JOBS ->
a) Repeat word for word the part of the unit testing post that opens with the words containing "Unit testing is a" and closes with "expect_that(my_new_factorial_function(3), equals(6))".
b) In the unit testing post, what does the abbreviation DRY stand for?

Unit testing is a way of formally asserting that your code works. In R, we have the great testthat package, which allows your to say things like:

expect_that(my_new_factorial_function(3), equals(6))

…and you can be damn sure that your new factorial function will return the correct value when it’s given a value of 3. When working on big projects with lots of people it’s a great way of making sure nobody breaks someone else’s code; if all the tests pass at the end of your edits, everything is fine. It’s great for stuff only you are doing too – my shiny database must be right because all the tests assert test data is loaded correctly.

However, quantity is not quality when it comes to testing. Testing a function that computes a factorial twenty times to make sure it fails when given phylogenetic trees and character strings is not the same as testing to make sure the function works. Test the things that matter first – if someone’s going to pass your function a character string and they need a specific error for that, there’s probably nothing you can do. Achieving complete coverage of tests is no use if all of your checks are nonsense.

I think the most important thing in programming is writing good code, and that many have fetishised unit testing to the point where it’s no longer helpful for maintaining good code. So, in the spirit of being helpful, here are some general practices I think would make everything better:

  • Check the interactions.
    At a certain level, your code isn’t going to fail because you missed a comma somewhere, it will fail because two functions will interact in a way you hadn’t predicted (…and therefore couldn’t have written a test for). Check how the individual components of your program interact with one-another, and then (go nuts) write some tests for that.
  • Test your assumptions.
    If you know what will break your program, either fix it, or write a check for that conditions and make it fail gracefully. Everyone has confirmation bias – if you’re not finding errors when you thoroughly check your code with different input values, then you’re either the best programmer in the world or you’re not being honest with yourself. Find bugs and squash them, don’t write lots of line of tests that make you feel better about the bugs you’re pretending you don’t have.
  • Write DRY code.
    Don’t Repeat Yourself. You wouldn’t have to write so many damn tests if you abstracted and re-factored your code once in a while. Modularise everything so that you are quicker writing new things. The whole purpose of computers is to make our lives easier – grab discrete modules of code you know already work (and are tested), and use them to get your current task done.
  • Listen to feedback.
    When I leave a bug report, it’s because I’m hoping to help someone. Even if I’m being stupid, can you say in all honesty that you couldn’t make your program a little clearer? I often leave bug reports because I want to draw the authors’ attentions to things that could cause problems further down the line; these aren’t bugs, they’re just things that might be helpful. Such ‘bug’ hunters probably like you and your work, so chill out!
  • You’re not a developer.
    You’re a scientist. So you’re probably not going to be able to write meaningful tests and then write a program that fulfills them, because you’re exploring and treading new ground. Don’t worry about it – just make sure your code works. And yes, that probably means some unit tests.

Most of these pieces of advice involve unit testing. There’s a good reason for this: when done correctly, unit testing is helpful. When fetishised, it’s incredibly dangerous, because people think they can churn out more and more tests and so any kind of spaghetti code and all will be fine. I promise you, it won’t.

DATASET CONTENT ->
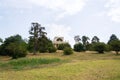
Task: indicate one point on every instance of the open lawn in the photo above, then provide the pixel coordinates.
(78, 66)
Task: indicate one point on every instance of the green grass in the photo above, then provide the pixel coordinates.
(78, 66)
(27, 63)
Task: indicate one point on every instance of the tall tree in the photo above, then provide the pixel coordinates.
(77, 39)
(113, 37)
(85, 41)
(1, 41)
(95, 39)
(36, 32)
(115, 46)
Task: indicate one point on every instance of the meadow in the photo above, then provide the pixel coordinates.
(56, 66)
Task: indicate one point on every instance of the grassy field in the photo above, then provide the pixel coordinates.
(79, 66)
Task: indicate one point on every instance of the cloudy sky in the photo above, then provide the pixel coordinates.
(65, 18)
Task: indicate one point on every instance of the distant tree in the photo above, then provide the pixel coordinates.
(77, 39)
(68, 51)
(112, 38)
(14, 46)
(79, 47)
(85, 41)
(45, 44)
(63, 46)
(36, 32)
(115, 46)
(100, 47)
(95, 39)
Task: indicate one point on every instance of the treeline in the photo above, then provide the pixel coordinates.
(84, 44)
(15, 46)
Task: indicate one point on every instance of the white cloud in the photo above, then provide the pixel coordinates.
(114, 10)
(61, 31)
(61, 7)
(64, 7)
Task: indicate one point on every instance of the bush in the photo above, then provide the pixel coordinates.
(52, 49)
(78, 47)
(63, 46)
(16, 50)
(14, 46)
(115, 45)
(99, 47)
(68, 51)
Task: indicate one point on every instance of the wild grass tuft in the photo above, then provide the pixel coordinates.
(28, 63)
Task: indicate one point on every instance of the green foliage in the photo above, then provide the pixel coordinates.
(95, 39)
(52, 49)
(115, 45)
(14, 46)
(28, 62)
(99, 47)
(112, 38)
(78, 47)
(45, 44)
(68, 51)
(36, 32)
(63, 46)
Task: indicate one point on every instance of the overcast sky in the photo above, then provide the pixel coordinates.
(65, 18)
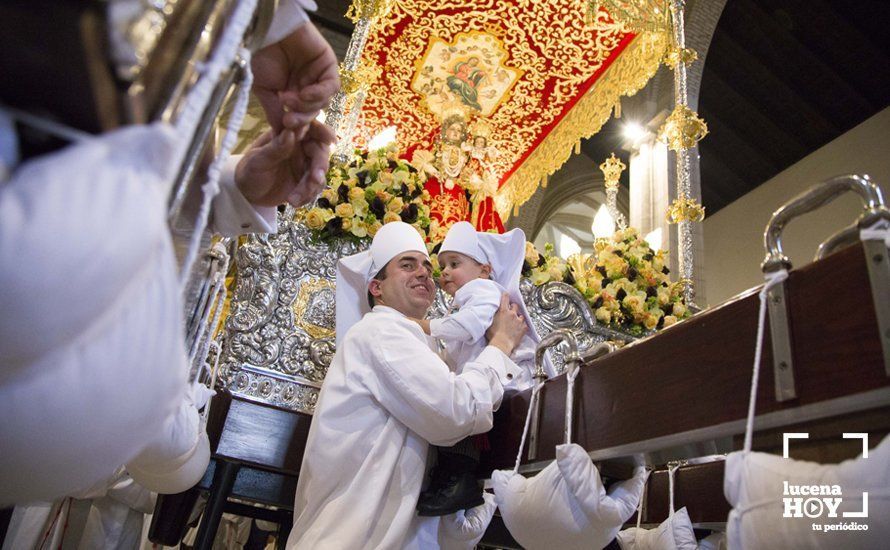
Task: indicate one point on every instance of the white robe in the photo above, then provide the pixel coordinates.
(464, 332)
(387, 396)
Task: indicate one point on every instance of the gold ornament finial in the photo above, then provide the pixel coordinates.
(612, 168)
(677, 55)
(480, 128)
(685, 209)
(682, 129)
(633, 15)
(361, 78)
(368, 9)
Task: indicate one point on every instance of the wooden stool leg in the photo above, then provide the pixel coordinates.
(223, 480)
(284, 531)
(5, 518)
(170, 520)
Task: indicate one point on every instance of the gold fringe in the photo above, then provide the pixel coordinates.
(625, 77)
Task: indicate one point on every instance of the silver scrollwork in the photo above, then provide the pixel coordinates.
(279, 337)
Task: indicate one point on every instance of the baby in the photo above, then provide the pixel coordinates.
(477, 269)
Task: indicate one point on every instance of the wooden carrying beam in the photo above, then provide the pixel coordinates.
(691, 382)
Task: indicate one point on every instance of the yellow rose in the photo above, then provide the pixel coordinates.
(330, 195)
(359, 207)
(664, 295)
(635, 302)
(615, 267)
(531, 254)
(650, 321)
(317, 217)
(679, 310)
(604, 315)
(581, 285)
(359, 230)
(345, 210)
(539, 277)
(395, 205)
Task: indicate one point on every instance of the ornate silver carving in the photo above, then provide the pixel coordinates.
(279, 337)
(557, 305)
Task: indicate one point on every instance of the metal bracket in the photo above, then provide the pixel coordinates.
(876, 258)
(780, 333)
(555, 337)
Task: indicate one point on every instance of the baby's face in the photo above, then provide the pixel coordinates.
(459, 269)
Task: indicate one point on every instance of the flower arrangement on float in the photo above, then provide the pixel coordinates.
(371, 189)
(624, 281)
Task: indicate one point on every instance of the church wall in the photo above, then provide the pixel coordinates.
(733, 237)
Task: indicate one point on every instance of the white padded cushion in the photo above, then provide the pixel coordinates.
(178, 457)
(464, 529)
(674, 533)
(565, 506)
(754, 487)
(91, 332)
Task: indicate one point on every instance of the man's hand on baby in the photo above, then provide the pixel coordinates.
(507, 328)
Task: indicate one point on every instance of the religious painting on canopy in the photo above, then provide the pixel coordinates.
(471, 71)
(539, 76)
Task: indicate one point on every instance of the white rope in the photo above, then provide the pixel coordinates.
(528, 420)
(571, 374)
(642, 499)
(218, 298)
(879, 231)
(772, 279)
(223, 56)
(211, 186)
(671, 469)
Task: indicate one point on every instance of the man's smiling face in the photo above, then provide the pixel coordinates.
(408, 286)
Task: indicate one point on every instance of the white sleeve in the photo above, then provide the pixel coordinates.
(478, 300)
(416, 387)
(288, 17)
(232, 214)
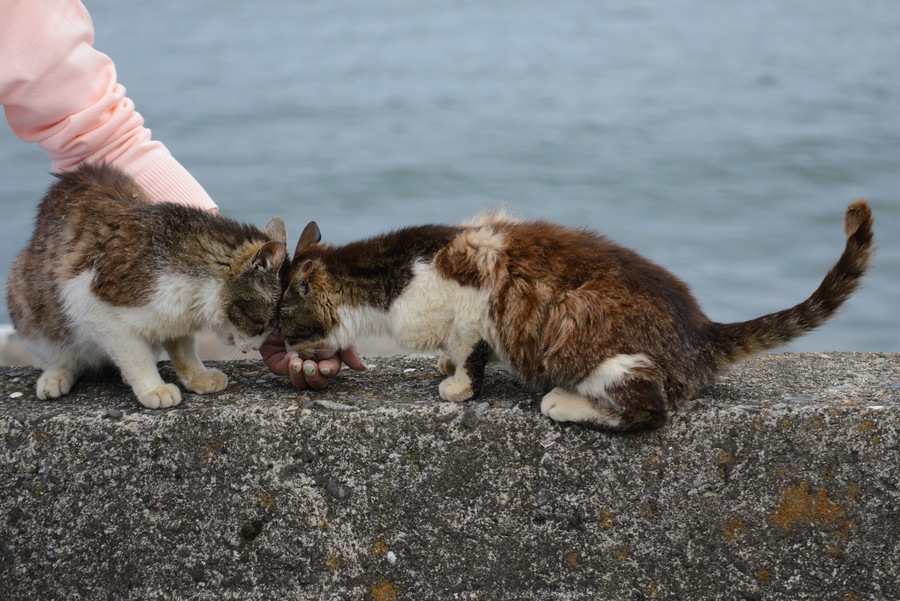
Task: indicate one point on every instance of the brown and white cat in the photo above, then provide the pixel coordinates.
(108, 275)
(616, 337)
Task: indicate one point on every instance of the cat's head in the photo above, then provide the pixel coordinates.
(308, 311)
(252, 290)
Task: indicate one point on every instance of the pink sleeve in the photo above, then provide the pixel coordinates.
(61, 93)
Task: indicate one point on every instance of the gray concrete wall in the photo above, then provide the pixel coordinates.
(780, 483)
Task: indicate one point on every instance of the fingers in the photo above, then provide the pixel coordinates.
(351, 357)
(316, 375)
(307, 374)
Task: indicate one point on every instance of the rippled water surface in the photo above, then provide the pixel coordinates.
(723, 140)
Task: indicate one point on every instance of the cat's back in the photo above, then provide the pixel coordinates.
(494, 248)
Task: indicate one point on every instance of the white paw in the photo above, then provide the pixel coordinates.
(210, 380)
(452, 389)
(164, 396)
(446, 365)
(562, 406)
(54, 383)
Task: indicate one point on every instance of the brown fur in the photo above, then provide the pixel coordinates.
(567, 309)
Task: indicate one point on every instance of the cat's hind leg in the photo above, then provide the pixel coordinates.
(621, 394)
(190, 369)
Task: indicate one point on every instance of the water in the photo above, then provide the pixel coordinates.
(722, 140)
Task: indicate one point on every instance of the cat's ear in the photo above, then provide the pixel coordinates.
(270, 256)
(276, 231)
(302, 275)
(310, 237)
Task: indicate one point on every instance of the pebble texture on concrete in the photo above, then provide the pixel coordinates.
(781, 482)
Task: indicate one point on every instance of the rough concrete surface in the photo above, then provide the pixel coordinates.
(781, 482)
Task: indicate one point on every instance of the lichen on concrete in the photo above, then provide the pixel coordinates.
(780, 482)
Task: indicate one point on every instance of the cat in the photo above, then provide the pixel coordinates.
(616, 339)
(109, 276)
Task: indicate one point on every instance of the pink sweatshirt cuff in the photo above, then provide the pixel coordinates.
(165, 180)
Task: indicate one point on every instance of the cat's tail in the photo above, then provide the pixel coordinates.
(735, 341)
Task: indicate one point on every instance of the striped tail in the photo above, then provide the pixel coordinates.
(735, 341)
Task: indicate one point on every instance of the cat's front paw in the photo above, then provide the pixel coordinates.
(210, 380)
(164, 396)
(456, 390)
(446, 365)
(54, 383)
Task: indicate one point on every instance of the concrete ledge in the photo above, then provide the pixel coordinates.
(781, 483)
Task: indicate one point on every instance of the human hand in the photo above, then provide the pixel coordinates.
(308, 373)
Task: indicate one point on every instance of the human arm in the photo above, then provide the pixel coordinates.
(61, 93)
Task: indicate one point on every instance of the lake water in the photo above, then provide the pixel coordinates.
(721, 139)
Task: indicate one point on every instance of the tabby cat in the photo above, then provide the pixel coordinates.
(615, 338)
(110, 276)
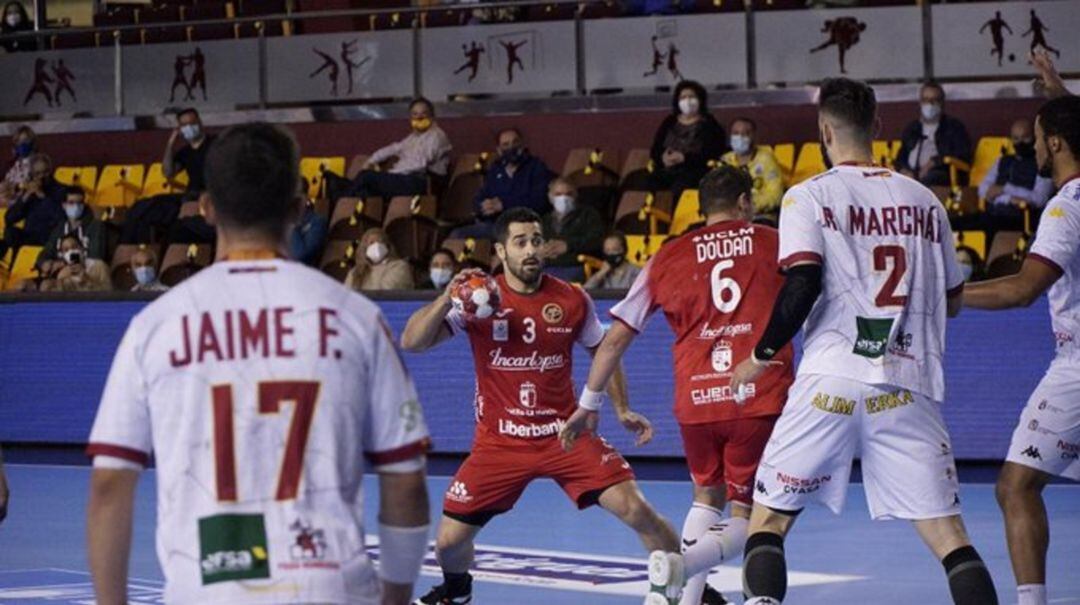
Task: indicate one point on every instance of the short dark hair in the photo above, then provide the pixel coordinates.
(520, 214)
(850, 101)
(252, 175)
(1061, 117)
(422, 101)
(720, 188)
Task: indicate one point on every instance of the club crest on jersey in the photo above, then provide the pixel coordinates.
(552, 313)
(500, 331)
(721, 357)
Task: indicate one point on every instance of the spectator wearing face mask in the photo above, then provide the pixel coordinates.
(145, 268)
(80, 223)
(1014, 179)
(78, 272)
(15, 19)
(570, 230)
(517, 178)
(760, 163)
(39, 205)
(686, 140)
(441, 270)
(379, 268)
(24, 145)
(426, 150)
(934, 136)
(617, 272)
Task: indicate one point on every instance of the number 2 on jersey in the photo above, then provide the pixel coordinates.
(272, 394)
(887, 296)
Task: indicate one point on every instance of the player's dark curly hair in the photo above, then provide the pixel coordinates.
(850, 101)
(253, 176)
(720, 188)
(1061, 117)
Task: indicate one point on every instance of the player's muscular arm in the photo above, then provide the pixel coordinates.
(1018, 290)
(427, 327)
(109, 532)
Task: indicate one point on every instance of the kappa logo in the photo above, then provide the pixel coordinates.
(553, 313)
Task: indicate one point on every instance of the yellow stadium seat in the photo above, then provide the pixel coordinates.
(785, 157)
(23, 269)
(640, 249)
(809, 164)
(986, 152)
(312, 169)
(156, 183)
(687, 212)
(119, 185)
(83, 176)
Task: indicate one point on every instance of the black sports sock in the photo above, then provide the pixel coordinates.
(765, 569)
(969, 580)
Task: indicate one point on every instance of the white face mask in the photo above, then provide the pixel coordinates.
(377, 252)
(441, 277)
(740, 144)
(563, 204)
(145, 274)
(688, 106)
(190, 132)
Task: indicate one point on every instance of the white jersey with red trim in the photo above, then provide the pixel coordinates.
(260, 387)
(889, 263)
(1056, 243)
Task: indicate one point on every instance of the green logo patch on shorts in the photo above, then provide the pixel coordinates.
(232, 547)
(873, 336)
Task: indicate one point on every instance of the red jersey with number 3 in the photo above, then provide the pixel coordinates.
(523, 358)
(716, 285)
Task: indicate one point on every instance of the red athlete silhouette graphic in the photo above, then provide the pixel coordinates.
(41, 80)
(844, 32)
(1038, 38)
(472, 53)
(996, 25)
(513, 58)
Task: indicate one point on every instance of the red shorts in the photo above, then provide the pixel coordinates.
(727, 453)
(494, 475)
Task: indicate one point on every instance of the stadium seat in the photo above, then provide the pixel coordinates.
(119, 185)
(687, 213)
(156, 184)
(810, 163)
(311, 170)
(23, 268)
(184, 260)
(987, 151)
(785, 157)
(83, 176)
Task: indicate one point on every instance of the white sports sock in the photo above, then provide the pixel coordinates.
(698, 521)
(1031, 594)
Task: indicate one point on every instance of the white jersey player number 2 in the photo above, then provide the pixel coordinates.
(726, 291)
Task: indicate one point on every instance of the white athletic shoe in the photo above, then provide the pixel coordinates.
(666, 578)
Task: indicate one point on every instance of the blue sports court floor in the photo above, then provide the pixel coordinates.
(545, 552)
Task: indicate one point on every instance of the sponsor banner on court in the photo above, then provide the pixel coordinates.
(207, 76)
(648, 52)
(527, 57)
(996, 38)
(339, 66)
(58, 82)
(864, 43)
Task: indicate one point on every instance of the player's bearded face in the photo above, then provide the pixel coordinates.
(521, 253)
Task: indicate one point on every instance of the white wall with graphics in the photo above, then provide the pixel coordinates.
(644, 53)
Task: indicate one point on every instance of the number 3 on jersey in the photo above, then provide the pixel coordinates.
(726, 291)
(272, 394)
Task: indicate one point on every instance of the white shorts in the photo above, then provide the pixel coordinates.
(906, 454)
(1048, 435)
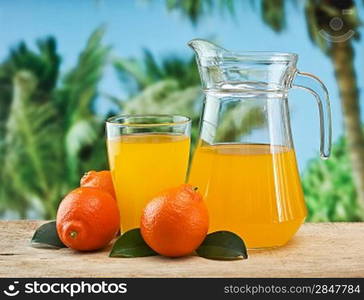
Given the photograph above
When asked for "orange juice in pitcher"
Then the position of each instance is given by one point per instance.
(147, 154)
(261, 200)
(245, 164)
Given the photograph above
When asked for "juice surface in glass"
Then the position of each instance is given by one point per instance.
(253, 190)
(142, 165)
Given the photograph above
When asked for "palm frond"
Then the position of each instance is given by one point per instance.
(79, 87)
(273, 14)
(31, 149)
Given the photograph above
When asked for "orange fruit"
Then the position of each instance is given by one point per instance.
(175, 222)
(87, 219)
(99, 179)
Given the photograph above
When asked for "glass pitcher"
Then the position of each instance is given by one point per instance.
(244, 163)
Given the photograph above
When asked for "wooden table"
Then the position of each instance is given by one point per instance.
(317, 250)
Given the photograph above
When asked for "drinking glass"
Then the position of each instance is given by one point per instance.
(147, 154)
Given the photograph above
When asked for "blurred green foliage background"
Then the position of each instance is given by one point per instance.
(50, 132)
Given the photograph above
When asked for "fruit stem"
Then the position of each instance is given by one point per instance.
(73, 234)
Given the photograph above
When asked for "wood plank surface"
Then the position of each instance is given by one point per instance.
(317, 250)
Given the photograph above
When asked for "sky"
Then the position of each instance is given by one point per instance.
(135, 25)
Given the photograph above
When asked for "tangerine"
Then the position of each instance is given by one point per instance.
(175, 222)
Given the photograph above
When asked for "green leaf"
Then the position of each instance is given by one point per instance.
(131, 244)
(222, 245)
(46, 236)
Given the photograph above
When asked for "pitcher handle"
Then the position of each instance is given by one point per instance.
(315, 86)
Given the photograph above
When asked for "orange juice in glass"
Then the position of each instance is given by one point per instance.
(147, 154)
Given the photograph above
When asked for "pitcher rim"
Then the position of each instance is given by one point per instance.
(274, 56)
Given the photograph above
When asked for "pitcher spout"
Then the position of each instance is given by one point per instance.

SOLUTIONS FOR EACH TASK ->
a)
Unit testing is a way of formally asserting that your code works. In R, we have the great testthat package, which allows your to say things like:

expect_that(my_new_factorial_function(3), equals(6))

b) Don't Repeat Yourself.